(Beginning of Exercise data)

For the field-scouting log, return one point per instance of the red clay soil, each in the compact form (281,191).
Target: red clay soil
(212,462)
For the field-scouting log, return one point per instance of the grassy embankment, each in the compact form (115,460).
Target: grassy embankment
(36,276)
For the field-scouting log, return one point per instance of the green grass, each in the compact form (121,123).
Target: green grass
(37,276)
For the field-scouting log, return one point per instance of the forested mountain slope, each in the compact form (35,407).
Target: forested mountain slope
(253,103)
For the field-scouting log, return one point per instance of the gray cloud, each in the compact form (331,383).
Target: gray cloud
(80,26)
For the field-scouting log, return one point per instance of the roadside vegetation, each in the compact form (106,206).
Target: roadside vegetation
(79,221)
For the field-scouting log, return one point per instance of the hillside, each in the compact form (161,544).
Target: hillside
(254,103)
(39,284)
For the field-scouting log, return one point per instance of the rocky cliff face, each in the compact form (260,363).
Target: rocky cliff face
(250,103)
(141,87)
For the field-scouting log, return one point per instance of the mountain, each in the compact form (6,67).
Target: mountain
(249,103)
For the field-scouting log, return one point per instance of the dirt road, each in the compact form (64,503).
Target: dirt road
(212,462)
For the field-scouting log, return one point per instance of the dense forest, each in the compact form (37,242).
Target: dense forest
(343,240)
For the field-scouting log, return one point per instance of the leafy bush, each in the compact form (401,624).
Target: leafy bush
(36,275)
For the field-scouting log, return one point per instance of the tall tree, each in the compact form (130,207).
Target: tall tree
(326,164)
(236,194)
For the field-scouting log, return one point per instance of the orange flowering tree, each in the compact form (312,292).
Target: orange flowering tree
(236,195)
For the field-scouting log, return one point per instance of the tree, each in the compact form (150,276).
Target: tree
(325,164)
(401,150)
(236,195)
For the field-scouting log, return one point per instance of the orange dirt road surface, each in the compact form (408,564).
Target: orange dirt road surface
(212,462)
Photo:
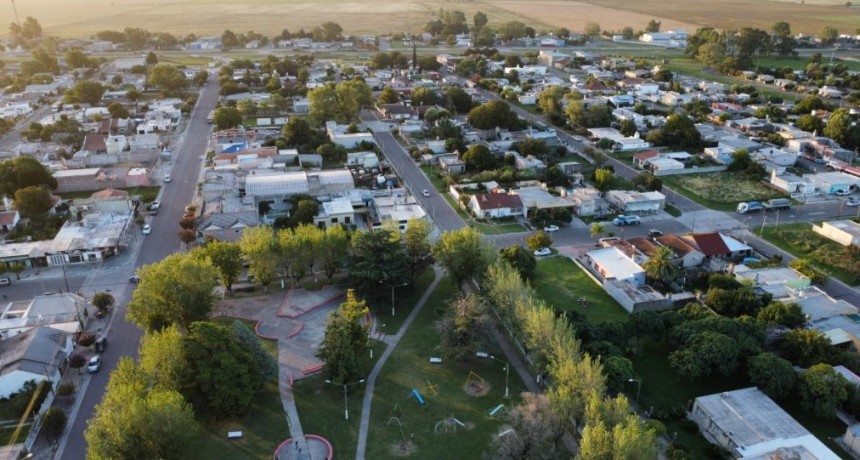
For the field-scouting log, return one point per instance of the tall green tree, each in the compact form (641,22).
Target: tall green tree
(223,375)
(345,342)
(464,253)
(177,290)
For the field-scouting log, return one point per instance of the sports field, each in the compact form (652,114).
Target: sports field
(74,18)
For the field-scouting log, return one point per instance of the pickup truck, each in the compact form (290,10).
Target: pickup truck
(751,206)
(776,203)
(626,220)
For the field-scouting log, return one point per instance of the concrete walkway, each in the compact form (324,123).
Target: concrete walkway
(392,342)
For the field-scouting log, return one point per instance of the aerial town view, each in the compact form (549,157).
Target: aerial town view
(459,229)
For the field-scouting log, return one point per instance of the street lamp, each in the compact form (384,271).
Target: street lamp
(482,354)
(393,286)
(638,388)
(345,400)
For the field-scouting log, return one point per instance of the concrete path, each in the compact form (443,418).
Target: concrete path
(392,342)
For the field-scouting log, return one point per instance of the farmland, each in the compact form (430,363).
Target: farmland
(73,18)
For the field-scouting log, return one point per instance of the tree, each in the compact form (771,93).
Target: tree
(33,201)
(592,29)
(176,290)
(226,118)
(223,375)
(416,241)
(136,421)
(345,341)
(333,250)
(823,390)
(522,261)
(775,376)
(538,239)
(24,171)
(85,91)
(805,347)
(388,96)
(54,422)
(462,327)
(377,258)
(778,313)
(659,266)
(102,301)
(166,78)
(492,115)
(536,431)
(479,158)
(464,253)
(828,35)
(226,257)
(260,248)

(End of Exercise data)

*What you are asked to do*. The task calls for all records to be set down precisely, excluding any images.

*Answer box*.
For the field-scouting log, return one point per instance of the red clay soil, each in the compact form (281,191).
Target: red clay soil
(212,462)
For the field-scouting log, return one point per instance of the grassy embankment, each in the compact form (115,460).
Target: grassy embankment
(36,276)
For the field-scouting log, return one point per instance of the green grass, each in the compact form (121,123).
Target: green grass
(37,276)
For the field-scouting log, return one point per instance of the forested mountain slope, each in the compact form (35,407).
Target: forested mountain slope
(253,103)
For the field-scouting log, return one point per instance of the gray cloud, each in the compact form (331,383).
Target: gray cloud
(80,26)
For the field-scouting log, return one point per instance of the roadside vegetation, each in the compact form (106,206).
Target: roadside vegetation
(79,221)
For the field-scouting log, return one point per instance of the hillside, each in the compact form (161,544).
Target: hillside
(254,103)
(39,284)
For the field-scouting log, return one point per instance of the rocky cliff face, each in the compact form (260,363).
Target: rocky cliff face
(250,103)
(141,87)
For the field-scouting log, return one point per instance of the mountain, each in the compact form (6,67).
Target: mountain
(249,103)
For the field-scouting log, return one point per instance of the dirt road, each in the compact form (64,503).
Target: dirt road
(212,462)
For the field-scouting log, return one point per instance of the dense forest, each in the compact form (37,242).
Target: dense forest
(343,240)
For the field-scouting log, return one point per instance of the leafy bush, each in the compact form (401,624).
Target: leafy bush
(36,275)
For the field-scouting log, return one point per instance of the tall tree, each in the compact form (130,207).
Target: tall tree
(326,164)
(236,194)
For the field-scouting log, return one point per instance of the orange flowering tree, each in the compact form (312,292).
Target: orange flowering tree
(236,195)
For the field-scouting log, return one point per instance of the tree, each in the compact form (150,276).
Target: tree
(325,164)
(401,150)
(236,195)
For the field-scouting log, return one point per instance of the orange dirt road surface, each in the compact form (408,564).
Target: orange dirt road surface
(212,462)
Photo:
For the field-scouting log, return one point per instance of the tall green tree, each in the compact form (641,22).
Target: tall green tree
(223,375)
(345,342)
(464,253)
(177,290)
For the field-scouting log, return one point per instance of the sports field, each in the compact form (652,114).
Target: sports field
(74,18)
For the field-scouting log, return one point per instance of the pickup truck, each in the compact form (290,10).
Target: pickup truck
(751,206)
(776,203)
(626,220)
For the field-scouting log, return one point per instance of the concrete walkway, each in the compact form (324,123).
Target: concrete walkway
(392,342)
For the field-scouting log, return one point per instance of the aerial town view, each in the compact form (549,157).
Target: aerial town view
(459,229)
For the field-scouting log, return one point per instance of the street lamp, each in the compact form (384,271).
Target: street lamp
(482,354)
(393,286)
(638,388)
(345,400)
For the field-scouting log, return one point per instance of the concrete path, each in the compact form (443,418).
Target: concrete path
(392,342)
For the field-scouting log, return one point per instance of the farmland, each in the compact form (430,363).
Target: farmland
(73,18)
For the field-scouting log, return one point per instance of the tree, each in the compact form (771,93).
Target: tree
(33,201)
(592,29)
(176,290)
(226,118)
(223,375)
(416,241)
(136,421)
(345,341)
(333,250)
(823,390)
(522,261)
(775,376)
(538,239)
(24,171)
(85,91)
(805,347)
(388,96)
(54,422)
(462,327)
(377,258)
(778,313)
(659,266)
(102,301)
(166,78)
(492,115)
(536,431)
(479,158)
(464,253)
(828,35)
(226,257)
(260,248)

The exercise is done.